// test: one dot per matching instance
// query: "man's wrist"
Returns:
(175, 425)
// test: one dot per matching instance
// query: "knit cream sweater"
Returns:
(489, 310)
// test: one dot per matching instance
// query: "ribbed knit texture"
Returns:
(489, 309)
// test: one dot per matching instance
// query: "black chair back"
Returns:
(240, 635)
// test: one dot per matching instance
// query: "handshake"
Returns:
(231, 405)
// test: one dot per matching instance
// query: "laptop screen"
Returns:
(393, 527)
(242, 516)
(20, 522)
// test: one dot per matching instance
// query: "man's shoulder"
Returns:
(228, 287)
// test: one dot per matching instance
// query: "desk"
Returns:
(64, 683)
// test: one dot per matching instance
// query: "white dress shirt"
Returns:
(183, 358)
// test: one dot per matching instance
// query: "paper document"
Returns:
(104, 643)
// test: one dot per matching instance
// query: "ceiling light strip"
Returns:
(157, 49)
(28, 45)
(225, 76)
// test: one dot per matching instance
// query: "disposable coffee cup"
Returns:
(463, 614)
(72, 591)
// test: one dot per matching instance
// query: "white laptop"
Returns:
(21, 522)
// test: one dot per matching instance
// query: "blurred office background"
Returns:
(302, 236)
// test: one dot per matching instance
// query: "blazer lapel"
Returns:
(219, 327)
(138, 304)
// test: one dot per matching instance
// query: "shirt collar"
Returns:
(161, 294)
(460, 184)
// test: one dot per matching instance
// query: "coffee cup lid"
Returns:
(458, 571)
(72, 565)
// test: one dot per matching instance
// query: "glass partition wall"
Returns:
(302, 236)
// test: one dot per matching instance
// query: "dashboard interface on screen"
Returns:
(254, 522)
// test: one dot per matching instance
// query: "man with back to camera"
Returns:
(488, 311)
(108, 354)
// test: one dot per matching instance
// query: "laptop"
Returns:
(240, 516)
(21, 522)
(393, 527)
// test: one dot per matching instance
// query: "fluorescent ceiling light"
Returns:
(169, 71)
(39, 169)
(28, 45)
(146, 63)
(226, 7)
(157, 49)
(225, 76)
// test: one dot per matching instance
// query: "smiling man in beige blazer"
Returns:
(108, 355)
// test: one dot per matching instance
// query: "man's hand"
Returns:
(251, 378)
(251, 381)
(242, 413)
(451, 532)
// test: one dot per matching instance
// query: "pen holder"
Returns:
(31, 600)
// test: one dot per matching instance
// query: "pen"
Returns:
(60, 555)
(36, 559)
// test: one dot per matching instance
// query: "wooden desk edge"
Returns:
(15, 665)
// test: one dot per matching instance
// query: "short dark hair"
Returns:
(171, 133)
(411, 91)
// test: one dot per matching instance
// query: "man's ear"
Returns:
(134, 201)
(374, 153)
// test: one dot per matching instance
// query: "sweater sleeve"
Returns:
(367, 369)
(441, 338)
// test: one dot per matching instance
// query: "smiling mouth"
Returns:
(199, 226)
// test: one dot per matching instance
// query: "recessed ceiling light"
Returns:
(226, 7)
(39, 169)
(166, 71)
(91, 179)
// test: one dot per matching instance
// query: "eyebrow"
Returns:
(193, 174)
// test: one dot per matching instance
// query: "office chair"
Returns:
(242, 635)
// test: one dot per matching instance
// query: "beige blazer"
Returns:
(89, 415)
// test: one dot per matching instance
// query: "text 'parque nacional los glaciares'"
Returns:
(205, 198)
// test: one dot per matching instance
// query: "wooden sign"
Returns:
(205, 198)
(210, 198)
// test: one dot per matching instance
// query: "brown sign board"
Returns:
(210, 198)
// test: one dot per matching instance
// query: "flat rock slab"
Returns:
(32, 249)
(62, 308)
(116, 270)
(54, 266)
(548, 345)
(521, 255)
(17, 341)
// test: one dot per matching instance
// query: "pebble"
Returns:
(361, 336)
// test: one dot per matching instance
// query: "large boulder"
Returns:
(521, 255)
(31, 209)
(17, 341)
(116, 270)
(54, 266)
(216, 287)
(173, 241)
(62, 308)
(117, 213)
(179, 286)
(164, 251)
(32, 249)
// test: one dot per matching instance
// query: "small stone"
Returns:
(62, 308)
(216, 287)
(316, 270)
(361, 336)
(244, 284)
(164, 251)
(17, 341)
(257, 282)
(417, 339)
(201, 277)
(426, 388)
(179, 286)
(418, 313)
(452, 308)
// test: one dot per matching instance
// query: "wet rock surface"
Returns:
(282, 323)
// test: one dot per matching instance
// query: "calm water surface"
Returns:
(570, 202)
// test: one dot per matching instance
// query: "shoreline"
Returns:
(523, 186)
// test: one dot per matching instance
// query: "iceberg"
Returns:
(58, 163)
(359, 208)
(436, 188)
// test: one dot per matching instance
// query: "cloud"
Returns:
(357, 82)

┄┄┄┄┄┄┄┄┄┄┄┄┄┄┄┄┄┄┄┄

§ **What you need to do**
Extract all the entries word for word.

§ **Correct answer**
// test: one dot per matching instance
// query: "man's wrist"
Returns:
(175, 425)
// test: one dot per matching instance
// query: "knit cream sweater"
Returns:
(489, 310)
// test: one dot per matching instance
// query: "ribbed knit texture"
Returns:
(489, 309)
// test: one dot per matching instance
// query: "black chair back"
Returns:
(240, 635)
// test: one dot per matching instance
// query: "handshake"
Returns:
(231, 405)
// test: one dot per matching instance
// query: "laptop screen"
Returns:
(393, 527)
(242, 516)
(20, 522)
// test: one dot per matching instance
// query: "man's shoulder"
Returns:
(228, 287)
// test: one dot per matching instance
// query: "desk"
Returns:
(64, 683)
// test: one dot per matching instance
// query: "white dress shirt"
Returns:
(183, 358)
// test: one dot per matching instance
// query: "paper document"
Returns:
(104, 643)
// test: one dot per matching instance
// query: "ceiling light strip"
Returns:
(157, 49)
(28, 45)
(225, 76)
// test: one dot per matching instance
// query: "disposable coffee cup"
Returns:
(463, 614)
(72, 591)
// test: one dot per matching instance
// query: "white laptop"
Returns:
(21, 522)
// test: one dot per matching instance
// query: "blurred office background"
Returns:
(302, 236)
// test: one dot per matching instance
// query: "blazer lapel"
Returns:
(219, 327)
(138, 304)
// test: one dot per matching instance
// query: "shirt collar"
Returns:
(161, 294)
(460, 184)
// test: one dot per matching instance
// query: "coffee cup lid"
Returns:
(458, 571)
(72, 565)
// test: one dot per matching instance
// query: "glass partition wall"
Returns:
(302, 236)
// test: one dot per matching instance
// query: "dashboard interface on screen"
Returns:
(254, 522)
// test: one dot per matching instance
// query: "man with back to camera"
Returns:
(488, 311)
(108, 354)
// test: one dot per matching instance
// query: "laptop"
Returns:
(240, 516)
(21, 522)
(393, 527)
// test: one dot per matching instance
// query: "fluorescent ceiling light"
Returns:
(169, 71)
(39, 169)
(28, 45)
(146, 63)
(226, 7)
(157, 49)
(225, 76)
// test: one dot per matching instance
// query: "smiling man in beige blazer"
Returns:
(108, 355)
// test: one dot per matching instance
// query: "man's hand"
Returns:
(251, 378)
(251, 381)
(242, 413)
(451, 532)
// test: one dot per matching instance
// query: "pen holder"
Returns:
(31, 600)
// test: one dot per matching instance
// query: "pen"
Returns:
(60, 555)
(36, 559)
// test: one dot per matching instance
// query: "wooden desk edge"
Returns:
(15, 665)
// test: one dot per matching instance
// query: "short dark hair"
Returns:
(171, 133)
(411, 91)
// test: one dot per matching instance
// query: "man's ear"
Returns:
(134, 201)
(374, 153)
// test: one dot per matching instance
// query: "sweater sleeve"
Returns:
(367, 369)
(441, 338)
// test: one dot per matching instance
// query: "smiling mouth"
Returns:
(199, 226)
// test: one dot per matching instance
// query: "recessed ceiling light"
Returns:
(226, 7)
(39, 169)
(166, 71)
(91, 179)
// test: one dot per matching instance
// query: "eyebrow"
Returns:
(193, 174)
// test: one dot per matching instance
// query: "office chair"
Returns:
(242, 635)
// test: one dot per matching instance
// query: "beige blazer"
Returns:
(89, 415)
// test: one dot per matching instance
// query: "text 'parque nacional los glaciares'"
Returns:
(205, 198)
// test: one dot per matching instance
// query: "wooden sign"
Returns:
(205, 198)
(210, 198)
// test: one dot per matching instance
// query: "brown sign board"
Returns:
(210, 198)
// test: one dot per matching instance
// query: "flat rock slab"
Returns:
(32, 249)
(62, 308)
(116, 270)
(54, 266)
(548, 345)
(521, 255)
(17, 341)
// test: one dot per matching instance
// query: "pebble"
Returns:
(361, 336)
// test: one dot per matching instance
// query: "large boulder"
Returns:
(521, 255)
(31, 209)
(17, 341)
(116, 270)
(54, 266)
(216, 287)
(173, 241)
(62, 308)
(117, 213)
(179, 286)
(164, 251)
(32, 249)
// test: one dot per matching instance
// query: "small stone"
Returns:
(62, 308)
(216, 287)
(316, 270)
(361, 336)
(244, 284)
(164, 251)
(17, 341)
(257, 282)
(417, 339)
(201, 277)
(426, 388)
(179, 286)
(418, 313)
(452, 308)
// test: one dot per matching instance
// query: "wet rock surface"
Returns:
(282, 323)
// test: one dot per matching instance
// query: "calm water surface"
Returns:
(570, 202)
// test: one dot per matching instance
// query: "shoreline"
Returns:
(523, 186)
// test: one dot per matching instance
// query: "iceberg"
Returns:
(58, 163)
(359, 208)
(436, 188)
// test: one dot per matching instance
// query: "cloud"
Returns:
(357, 82)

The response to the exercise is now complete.